Publicado em: 05/03/2015 - 12:00
Dom Francisco Xavier Rey: uma experiência educativa contra o analfabetismo no Vale do Guaporé no século XX!
Prof. Sílvio M. Nascimento*
 
A formação das professoras para escolarizar o povo ribeirinho nos povoados e distritos do Vale do Guaporé, iniciou-se nos anos 30, após a assunção do religioso franciscano Pierre Elien Rey ou Dom Francisco Xavier Rey, ao comando da Prelazia de Guajará-Mirim. Durante sua chegada, constatou em viagem, o analfabetismo e o abandono do povo nos lugares recônditos por onde passava. Dessa forma, idealizou e fundou o Colégio Santa Terezinha, uma Instituição escolar/religiosa em forma de internato estruturada com limitados recursos financeiros e com o apoio material do poder público e das camadas médias urbanas da sociedade guajaramirense.
 
A Prelazia ampliou os esforços no sentido de por em prática a ideia de construir pequenas escolas nos povoados às margens do rio Guaporé e instruir parte do povo ribeirinho, além de iniciar um trabalho de formação das professoras, em sua maioria, mulheres negras — corolário da formação populacional historicamente constituída de pessoas oriundas dos quilombos — oferecendo-lhes gratuitamente o acesso aos estudos no Internato. Ali, disponibilizava-se educação integral modelada numa organização curricular com estudos relativos às séries iniciais (1ª a 5ª), além de noções de enfermagem e da catequese sobre o comando da professora Emília Bringel, educadora experiente conhecida como Dona Pretinha.
 
Com a fundação do Instituto Nossa Senhora do Calvário em 1937, esta instituição assumiu as funções do Colégio Santa Terezinha em todas as suas vertentes de ensino. O antigo prédio do Internato cedeu seu espaço para a mudança da prelazia onde atualmente abriga um mosteiro. Mas a influência de Dom Rey e os objetivos planejados para formação de meninas ribeirinhas permaneceram inalterados. A direção passou a ser exercida então, pelas irmãs Calvarianas, grupo missionário composto por duas francesas, Irmã Marta do Calvário e Irmã São Rafael, uma irlandesa, Irmã Marta de Jesus e duas freiras brasileiras, Maria Agostinho e Maria Antonieta, esta última falecida após quatro meses de trabalho em Guajará-Mirim.

- **Descrição da tarefa**
De acordo com o trecho fornecido, qual instituição, fundada em 1937, assumiu as funções do Colégio Santa Terezinha?

- **Dados fornecidos**
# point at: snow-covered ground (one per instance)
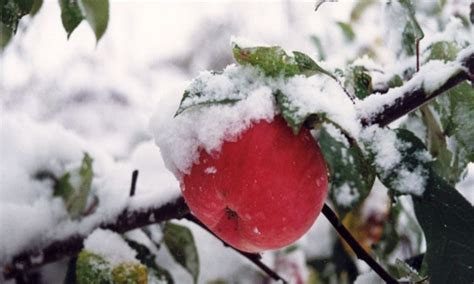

- **Resultado abaixo**
O Instituto Nossa Senhora do Calvário.